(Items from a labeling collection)
━━━━━━━━
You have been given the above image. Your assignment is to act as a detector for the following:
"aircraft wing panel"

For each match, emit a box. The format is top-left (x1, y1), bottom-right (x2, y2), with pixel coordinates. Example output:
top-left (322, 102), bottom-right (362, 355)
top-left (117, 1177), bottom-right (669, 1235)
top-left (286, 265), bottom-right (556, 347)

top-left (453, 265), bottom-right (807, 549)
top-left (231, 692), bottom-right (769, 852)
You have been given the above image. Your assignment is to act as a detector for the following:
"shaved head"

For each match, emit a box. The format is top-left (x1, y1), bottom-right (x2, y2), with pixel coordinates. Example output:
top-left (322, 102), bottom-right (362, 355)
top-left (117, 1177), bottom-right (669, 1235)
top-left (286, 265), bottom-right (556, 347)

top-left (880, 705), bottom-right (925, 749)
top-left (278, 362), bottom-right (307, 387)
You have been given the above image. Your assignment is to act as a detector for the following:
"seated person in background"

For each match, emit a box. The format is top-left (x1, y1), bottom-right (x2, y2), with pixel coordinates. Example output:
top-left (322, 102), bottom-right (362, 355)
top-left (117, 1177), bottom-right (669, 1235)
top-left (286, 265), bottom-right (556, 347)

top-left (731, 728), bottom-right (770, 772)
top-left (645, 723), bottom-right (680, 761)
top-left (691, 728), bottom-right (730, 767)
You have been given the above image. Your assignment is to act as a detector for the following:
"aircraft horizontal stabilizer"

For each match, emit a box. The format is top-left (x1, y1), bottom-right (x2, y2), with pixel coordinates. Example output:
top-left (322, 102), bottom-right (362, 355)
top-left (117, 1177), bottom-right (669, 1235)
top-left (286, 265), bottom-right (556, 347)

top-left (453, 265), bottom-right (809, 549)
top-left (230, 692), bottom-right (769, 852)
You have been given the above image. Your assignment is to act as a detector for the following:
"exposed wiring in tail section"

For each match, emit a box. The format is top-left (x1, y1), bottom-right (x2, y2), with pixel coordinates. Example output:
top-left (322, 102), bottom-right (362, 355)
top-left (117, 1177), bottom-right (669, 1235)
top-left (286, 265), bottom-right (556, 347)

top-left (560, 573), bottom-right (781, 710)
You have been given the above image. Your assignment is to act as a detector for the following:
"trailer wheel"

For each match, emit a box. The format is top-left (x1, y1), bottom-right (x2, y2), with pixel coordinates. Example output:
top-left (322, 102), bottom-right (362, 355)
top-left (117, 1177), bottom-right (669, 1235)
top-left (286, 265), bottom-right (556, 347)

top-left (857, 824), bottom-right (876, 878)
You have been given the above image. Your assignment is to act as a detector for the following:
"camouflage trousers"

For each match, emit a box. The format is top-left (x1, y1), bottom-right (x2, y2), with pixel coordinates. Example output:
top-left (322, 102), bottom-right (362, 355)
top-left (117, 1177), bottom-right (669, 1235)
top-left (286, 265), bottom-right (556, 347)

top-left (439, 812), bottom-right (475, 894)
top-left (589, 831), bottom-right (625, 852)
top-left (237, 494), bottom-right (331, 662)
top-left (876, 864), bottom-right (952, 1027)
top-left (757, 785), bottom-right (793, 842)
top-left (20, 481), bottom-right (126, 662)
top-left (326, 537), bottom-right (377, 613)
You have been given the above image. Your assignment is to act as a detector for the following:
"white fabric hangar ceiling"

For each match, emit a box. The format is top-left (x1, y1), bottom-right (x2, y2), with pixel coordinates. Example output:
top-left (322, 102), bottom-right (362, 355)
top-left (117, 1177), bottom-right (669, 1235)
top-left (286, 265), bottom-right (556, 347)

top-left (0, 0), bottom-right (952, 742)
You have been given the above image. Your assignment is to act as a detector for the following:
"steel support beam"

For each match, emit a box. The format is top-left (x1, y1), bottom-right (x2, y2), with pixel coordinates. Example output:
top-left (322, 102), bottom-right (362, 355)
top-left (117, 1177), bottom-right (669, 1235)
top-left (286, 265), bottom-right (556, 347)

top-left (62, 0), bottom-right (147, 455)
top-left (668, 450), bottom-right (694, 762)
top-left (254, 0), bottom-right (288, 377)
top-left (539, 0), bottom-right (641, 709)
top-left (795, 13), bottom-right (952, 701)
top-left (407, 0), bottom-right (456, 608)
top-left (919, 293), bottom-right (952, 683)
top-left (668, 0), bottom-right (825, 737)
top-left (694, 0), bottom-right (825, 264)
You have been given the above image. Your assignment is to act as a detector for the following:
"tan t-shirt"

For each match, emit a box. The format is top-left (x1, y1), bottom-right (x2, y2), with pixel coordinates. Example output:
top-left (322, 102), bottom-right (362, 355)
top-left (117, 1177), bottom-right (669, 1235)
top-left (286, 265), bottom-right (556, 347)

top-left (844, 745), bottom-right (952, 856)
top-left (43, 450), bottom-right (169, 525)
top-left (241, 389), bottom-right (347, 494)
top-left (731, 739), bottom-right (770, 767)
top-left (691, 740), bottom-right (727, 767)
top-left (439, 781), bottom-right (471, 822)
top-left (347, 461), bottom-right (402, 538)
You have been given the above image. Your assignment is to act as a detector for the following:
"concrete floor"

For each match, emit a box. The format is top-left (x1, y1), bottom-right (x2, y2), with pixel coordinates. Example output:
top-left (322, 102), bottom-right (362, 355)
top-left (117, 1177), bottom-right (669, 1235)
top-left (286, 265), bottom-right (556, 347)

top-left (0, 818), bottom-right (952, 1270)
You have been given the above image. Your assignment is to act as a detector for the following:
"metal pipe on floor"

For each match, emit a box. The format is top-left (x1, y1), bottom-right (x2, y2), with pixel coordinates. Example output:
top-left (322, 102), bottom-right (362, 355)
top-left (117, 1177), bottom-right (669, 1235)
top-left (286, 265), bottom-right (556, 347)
━━━━━━━━
__Exercise directions__. Reproduce the entries above in full, verbatim.

__Complete output__.
You have been given the above image. Your assignment is to act as a detector for the following:
"aircraft wing panel"

For each match, emit a box. The format is top-left (x1, y1), bottom-right (x2, y2), with pixel coordinates. Example output:
top-left (322, 102), bottom-right (362, 355)
top-left (117, 1177), bottom-right (669, 1235)
top-left (286, 265), bottom-right (556, 347)

top-left (453, 265), bottom-right (807, 549)
top-left (231, 692), bottom-right (769, 852)
You have been given the above image. Your assignment is to act as a detector for the following:
"shaved head"

For each match, emit a box. The format is top-left (x1, y1), bottom-right (x2, y2), with pixel coordinates. Example output:
top-left (322, 102), bottom-right (362, 355)
top-left (117, 1177), bottom-right (669, 1235)
top-left (286, 265), bottom-right (556, 347)

top-left (880, 705), bottom-right (925, 749)
top-left (278, 362), bottom-right (307, 387)
You have been given the above image. Your assignment is to act as a detector for the following:
"seated person in background"

For each match, emit a box. The format is top-left (x1, y1), bottom-right (x2, y2), with pixel coordinates. Example output:
top-left (322, 102), bottom-right (362, 355)
top-left (117, 1177), bottom-right (669, 1235)
top-left (286, 265), bottom-right (556, 347)

top-left (731, 728), bottom-right (770, 772)
top-left (645, 723), bottom-right (680, 761)
top-left (691, 728), bottom-right (730, 767)
You have been given the above image. Your assignment is to act as a detector for the following:
"aircraft horizontal stabilizer"

For each match, emit a box. The format is top-left (x1, y1), bottom-right (x2, y2), with pixel coordinates. Example output:
top-left (322, 102), bottom-right (362, 355)
top-left (117, 1177), bottom-right (669, 1235)
top-left (286, 265), bottom-right (556, 347)

top-left (453, 265), bottom-right (809, 549)
top-left (230, 692), bottom-right (769, 852)
You have been given the above image. Your assignment is to act as a detector for the following:
"exposed wiring in tail section"

For each match, emit a box. The format is top-left (x1, y1), bottom-right (x2, y2), with pixel coordinates. Example output:
top-left (322, 102), bottom-right (362, 355)
top-left (117, 1177), bottom-right (669, 1235)
top-left (286, 265), bottom-right (556, 347)

top-left (560, 573), bottom-right (781, 710)
You have been given the above image. Your assignment is to act as a detector for the following:
"trailer wheel"

For each match, emit a box. The format is top-left (x1, y1), bottom-right (x2, y2), with pixel coordinates. Example output:
top-left (322, 102), bottom-right (362, 355)
top-left (117, 1177), bottom-right (669, 1235)
top-left (286, 265), bottom-right (556, 347)

top-left (857, 824), bottom-right (876, 878)
You have been given the above image. Your assignment is to act as a detector for the following:
"camouflage trousers"

For each match, emit a box. The format is top-left (x1, y1), bottom-right (x2, y2), with pixel coordinates. Example output:
top-left (322, 102), bottom-right (362, 355)
top-left (117, 1177), bottom-right (669, 1235)
top-left (286, 265), bottom-right (556, 347)

top-left (439, 812), bottom-right (475, 894)
top-left (589, 831), bottom-right (625, 852)
top-left (237, 494), bottom-right (331, 662)
top-left (876, 864), bottom-right (952, 1027)
top-left (757, 785), bottom-right (793, 842)
top-left (20, 481), bottom-right (126, 662)
top-left (326, 537), bottom-right (377, 613)
You have been given the above image. Your assignment is to act as a detector for the following:
"white fabric hangar ceiling"

For each match, emit a box. The format is top-left (x1, y1), bottom-right (x2, y2), with pixel coordinates. Example output:
top-left (322, 102), bottom-right (362, 355)
top-left (117, 1177), bottom-right (669, 1235)
top-left (286, 265), bottom-right (556, 347)

top-left (0, 0), bottom-right (952, 742)
You have been given the above image. Your assignment is to act as a detector for the following:
"steel support beam"

For each match, emit a box. The format is top-left (x1, y1), bottom-right (x2, y2), with pixel coordinates. Example output:
top-left (322, 102), bottom-right (362, 355)
top-left (117, 1177), bottom-right (669, 1235)
top-left (286, 265), bottom-right (556, 347)

top-left (62, 0), bottom-right (147, 455)
top-left (668, 450), bottom-right (694, 762)
top-left (254, 0), bottom-right (288, 377)
top-left (539, 0), bottom-right (641, 709)
top-left (795, 13), bottom-right (952, 701)
top-left (407, 0), bottom-right (456, 608)
top-left (919, 293), bottom-right (952, 683)
top-left (668, 0), bottom-right (825, 737)
top-left (694, 0), bottom-right (825, 264)
You have been given the above image. Your assignment is to act as a detector for the following:
"tan t-shirt"

For each match, emit a box. The format is top-left (x1, y1), bottom-right (x2, y2), with pixel coordinates. Example output:
top-left (322, 102), bottom-right (362, 355)
top-left (117, 1177), bottom-right (669, 1235)
top-left (286, 265), bottom-right (556, 347)

top-left (844, 745), bottom-right (952, 856)
top-left (43, 450), bottom-right (169, 525)
top-left (241, 389), bottom-right (347, 494)
top-left (731, 739), bottom-right (770, 767)
top-left (691, 740), bottom-right (727, 767)
top-left (439, 781), bottom-right (471, 822)
top-left (347, 461), bottom-right (402, 538)
You have been given the above image. Your assignment is to act as a detector for the following:
"concrete floor"

For each match, emit a box. The format is top-left (x1, y1), bottom-right (x2, y2), with pixel coordinates. Example output:
top-left (322, 102), bottom-right (362, 355)
top-left (117, 1177), bottom-right (669, 1235)
top-left (286, 265), bottom-right (556, 347)

top-left (0, 818), bottom-right (952, 1270)
You have been given the above image. Your assignment is to act as a detector for the following:
"metal pipe on floor"

For each match, emit a box. The format is top-left (x1, y1), bottom-right (x2, y2), with pixel coordinates. Example output:
top-left (322, 102), bottom-right (362, 355)
top-left (117, 1177), bottom-right (669, 1235)
top-left (286, 265), bottom-right (556, 347)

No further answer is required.